>> Start
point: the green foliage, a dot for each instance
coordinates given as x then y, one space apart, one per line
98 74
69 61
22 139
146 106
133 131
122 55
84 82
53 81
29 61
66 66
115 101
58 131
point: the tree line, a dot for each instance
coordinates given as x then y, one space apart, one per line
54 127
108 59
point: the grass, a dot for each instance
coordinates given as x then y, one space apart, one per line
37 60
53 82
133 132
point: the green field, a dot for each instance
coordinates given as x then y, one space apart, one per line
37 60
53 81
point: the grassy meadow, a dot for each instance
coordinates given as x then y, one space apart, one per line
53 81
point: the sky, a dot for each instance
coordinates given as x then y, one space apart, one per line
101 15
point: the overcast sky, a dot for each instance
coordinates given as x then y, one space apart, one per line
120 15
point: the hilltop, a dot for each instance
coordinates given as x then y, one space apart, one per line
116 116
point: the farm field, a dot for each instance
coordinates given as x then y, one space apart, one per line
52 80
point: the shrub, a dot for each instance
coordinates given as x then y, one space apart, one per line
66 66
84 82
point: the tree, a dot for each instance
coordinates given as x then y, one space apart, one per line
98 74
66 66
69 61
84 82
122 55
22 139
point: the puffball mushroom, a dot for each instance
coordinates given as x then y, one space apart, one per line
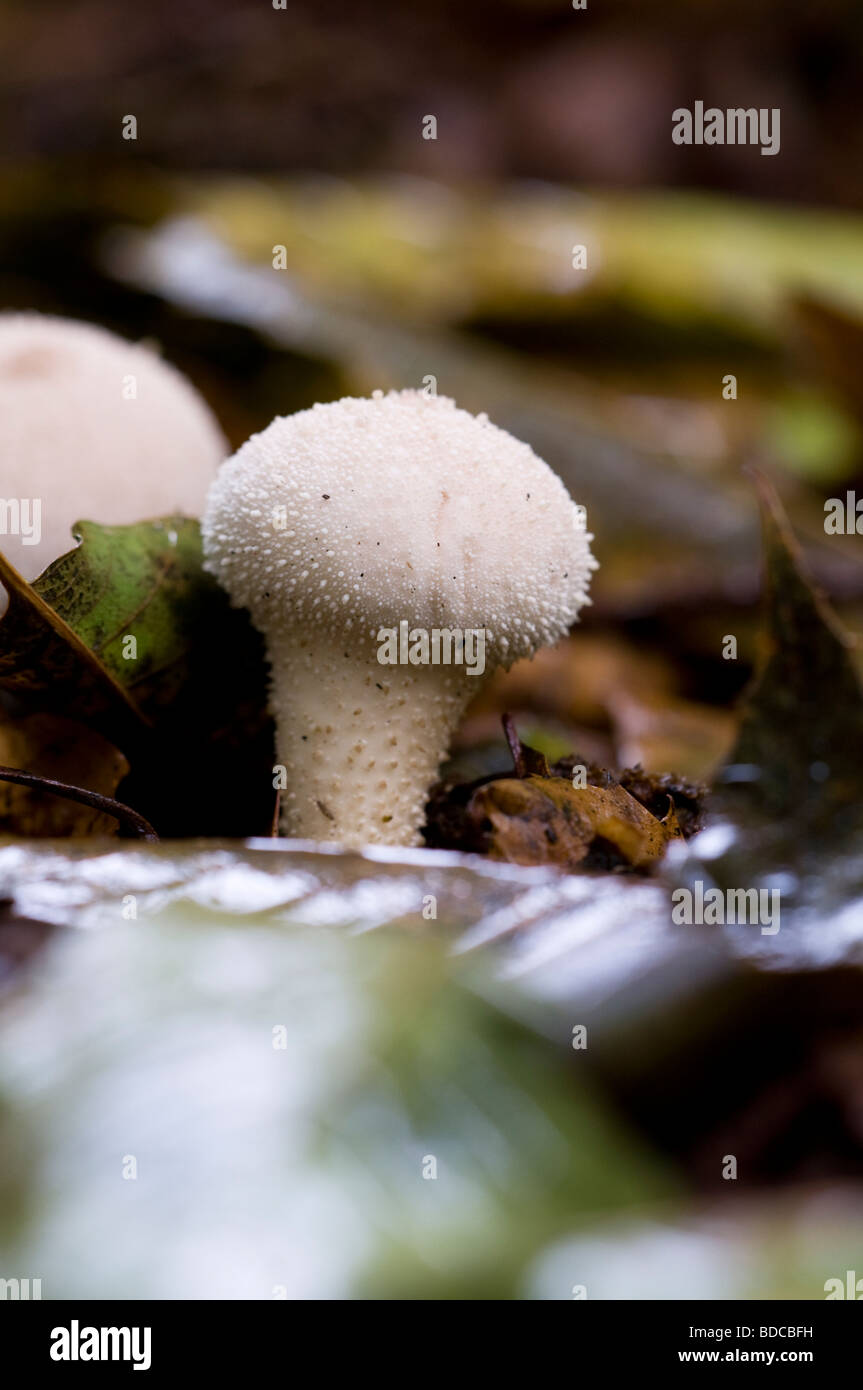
338 524
93 428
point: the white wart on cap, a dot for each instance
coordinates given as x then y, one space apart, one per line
352 517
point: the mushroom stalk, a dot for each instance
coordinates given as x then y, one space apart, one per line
360 742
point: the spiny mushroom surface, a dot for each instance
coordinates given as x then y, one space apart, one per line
342 521
93 428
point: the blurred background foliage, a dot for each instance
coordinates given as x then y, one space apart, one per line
452 257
>> End
= TASK DETAILS =
Rewrite all of the data above as a JSON list of strings, one string per line, omitting blank lines and leaving the pictures out.

= WORKED SOLUTION =
[
  "point: the green foliage, a dot for each instance",
  "coordinates given as x then y, one space apart, one per line",
  "98 74",
  "69 61",
  "22 139",
  "146 106",
  "133 131",
  "122 55",
  "84 82",
  "53 81",
  "29 61",
  "66 66",
  "115 101",
  "58 131",
  "point: the tree line, a dot for each instance",
  "coordinates given as x then y, one space apart, one per line",
  "54 127",
  "108 59",
  "point: the grass, a dot for each instance",
  "coordinates given as x then y, one space apart, one per line",
  "37 60",
  "53 82",
  "133 132",
  "point: the green field, a dot for each instance",
  "coordinates given as x then y, one space apart, one per line",
  "37 60",
  "53 81",
  "point: the grassy meadow, a dot for each instance",
  "coordinates given as x then y, one space apart, one per line",
  "53 81",
  "point: the sky, a dot for each instance",
  "coordinates given as x then y, one space apart, one per line",
  "101 15",
  "point: the overcast sky, a dot for each instance",
  "coordinates given as x then y, one space apart, one per line",
  "120 15",
  "point: the hilltop, a dot for each instance",
  "coordinates given as x then y, one space apart, one per line",
  "116 116",
  "point: the farm field, a dot for each instance",
  "coordinates given as x then y, one space apart, one per line",
  "52 80",
  "point: the shrub, a dot for each instance",
  "coordinates given as x then y, one space apart, one per line",
  "66 66",
  "84 82",
  "point: the tree, a dot for each instance",
  "coordinates given as x then y, one space apart, one per line",
  "98 74",
  "66 66",
  "69 61",
  "84 82",
  "122 55",
  "22 139",
  "point: the puffball mushroom, a dot for each instance",
  "coordinates given as x then y, one space apart, one per line",
  "338 524",
  "93 428",
  "point: the white wart on cap, a dot for each instance",
  "coordinates given as x then y, one space apart, one per line",
  "352 517",
  "point: the mushroom stalk, a dot for each instance",
  "coordinates given as x then y, one space apart, one per line",
  "360 742",
  "point: the spiny mushroom surface, a dot for each instance",
  "coordinates given as x then y, one space apart, one per line",
  "342 521",
  "93 428",
  "point: the blurred background foliage, a dot for each instance",
  "coordinates given as x then y, one space apart, one per line",
  "452 257"
]